[Aim]
Count the lines in the entries below that contain the string "image", treating uppercase and lowercase as different. Reply with the number alone.

[Exercise inputs]
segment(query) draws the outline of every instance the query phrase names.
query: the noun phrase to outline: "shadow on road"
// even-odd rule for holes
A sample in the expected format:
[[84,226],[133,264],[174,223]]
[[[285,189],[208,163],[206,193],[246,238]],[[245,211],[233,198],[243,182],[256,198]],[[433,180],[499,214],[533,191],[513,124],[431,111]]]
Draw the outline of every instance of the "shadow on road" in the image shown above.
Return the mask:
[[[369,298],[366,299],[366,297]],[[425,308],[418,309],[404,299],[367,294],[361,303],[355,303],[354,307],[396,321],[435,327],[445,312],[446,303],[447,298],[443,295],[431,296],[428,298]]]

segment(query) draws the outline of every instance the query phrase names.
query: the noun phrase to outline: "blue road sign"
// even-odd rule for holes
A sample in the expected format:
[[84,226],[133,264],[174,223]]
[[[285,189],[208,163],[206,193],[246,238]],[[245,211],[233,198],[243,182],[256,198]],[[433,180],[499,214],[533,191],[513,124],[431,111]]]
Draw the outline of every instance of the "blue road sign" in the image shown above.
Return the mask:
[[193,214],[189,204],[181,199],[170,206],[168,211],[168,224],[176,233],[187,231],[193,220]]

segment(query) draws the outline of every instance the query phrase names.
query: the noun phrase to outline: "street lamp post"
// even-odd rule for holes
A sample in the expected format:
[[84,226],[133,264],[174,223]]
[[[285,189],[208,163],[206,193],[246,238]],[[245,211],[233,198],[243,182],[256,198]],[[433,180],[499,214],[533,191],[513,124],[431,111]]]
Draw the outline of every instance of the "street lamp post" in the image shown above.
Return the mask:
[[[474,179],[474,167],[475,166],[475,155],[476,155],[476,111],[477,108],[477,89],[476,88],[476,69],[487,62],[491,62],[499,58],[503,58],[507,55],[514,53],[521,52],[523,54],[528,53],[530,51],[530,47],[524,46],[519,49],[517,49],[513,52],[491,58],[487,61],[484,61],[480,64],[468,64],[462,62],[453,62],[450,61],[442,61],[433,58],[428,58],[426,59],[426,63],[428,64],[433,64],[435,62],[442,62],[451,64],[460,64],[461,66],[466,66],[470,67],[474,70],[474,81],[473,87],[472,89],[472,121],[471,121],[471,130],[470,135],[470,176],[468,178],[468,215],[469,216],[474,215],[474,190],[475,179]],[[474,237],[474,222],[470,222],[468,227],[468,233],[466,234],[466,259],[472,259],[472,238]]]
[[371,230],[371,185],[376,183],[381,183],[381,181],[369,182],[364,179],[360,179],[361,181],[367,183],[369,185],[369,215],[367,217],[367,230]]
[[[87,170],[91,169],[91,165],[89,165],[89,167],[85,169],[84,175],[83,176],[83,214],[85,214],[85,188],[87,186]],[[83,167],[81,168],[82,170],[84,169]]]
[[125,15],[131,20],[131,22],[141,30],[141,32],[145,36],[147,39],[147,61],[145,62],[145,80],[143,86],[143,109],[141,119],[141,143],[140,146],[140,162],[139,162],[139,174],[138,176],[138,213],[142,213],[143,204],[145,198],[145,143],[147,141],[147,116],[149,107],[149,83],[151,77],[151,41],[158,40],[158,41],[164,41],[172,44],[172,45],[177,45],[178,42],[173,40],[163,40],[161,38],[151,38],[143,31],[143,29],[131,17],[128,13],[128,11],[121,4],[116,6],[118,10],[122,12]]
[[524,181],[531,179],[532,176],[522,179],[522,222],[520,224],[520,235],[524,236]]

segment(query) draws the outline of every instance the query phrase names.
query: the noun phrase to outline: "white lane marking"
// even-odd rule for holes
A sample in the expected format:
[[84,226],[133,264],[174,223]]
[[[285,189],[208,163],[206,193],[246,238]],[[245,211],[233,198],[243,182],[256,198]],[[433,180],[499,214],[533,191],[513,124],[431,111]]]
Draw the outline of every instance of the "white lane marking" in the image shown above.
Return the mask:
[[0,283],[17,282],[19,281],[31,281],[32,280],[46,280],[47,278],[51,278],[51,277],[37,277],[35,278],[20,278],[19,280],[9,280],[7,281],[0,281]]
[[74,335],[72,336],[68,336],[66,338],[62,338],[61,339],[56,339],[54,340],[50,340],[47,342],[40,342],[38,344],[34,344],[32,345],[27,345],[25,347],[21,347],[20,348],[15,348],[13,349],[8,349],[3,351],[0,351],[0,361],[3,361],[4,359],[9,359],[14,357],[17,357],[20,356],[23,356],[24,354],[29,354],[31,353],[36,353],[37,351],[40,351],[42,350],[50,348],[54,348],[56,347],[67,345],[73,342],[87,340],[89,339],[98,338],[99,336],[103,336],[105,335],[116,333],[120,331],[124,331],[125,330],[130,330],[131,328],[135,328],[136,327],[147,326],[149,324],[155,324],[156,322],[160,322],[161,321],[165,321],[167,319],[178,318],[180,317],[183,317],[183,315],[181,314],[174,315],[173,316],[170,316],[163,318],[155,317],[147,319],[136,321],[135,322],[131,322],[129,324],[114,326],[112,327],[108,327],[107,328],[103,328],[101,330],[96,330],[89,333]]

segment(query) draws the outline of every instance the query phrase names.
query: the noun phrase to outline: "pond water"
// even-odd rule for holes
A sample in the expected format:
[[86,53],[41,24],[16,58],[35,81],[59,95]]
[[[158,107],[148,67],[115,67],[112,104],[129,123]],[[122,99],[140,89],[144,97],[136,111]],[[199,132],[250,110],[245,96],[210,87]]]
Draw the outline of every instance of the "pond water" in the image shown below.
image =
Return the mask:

[Exercise output]
6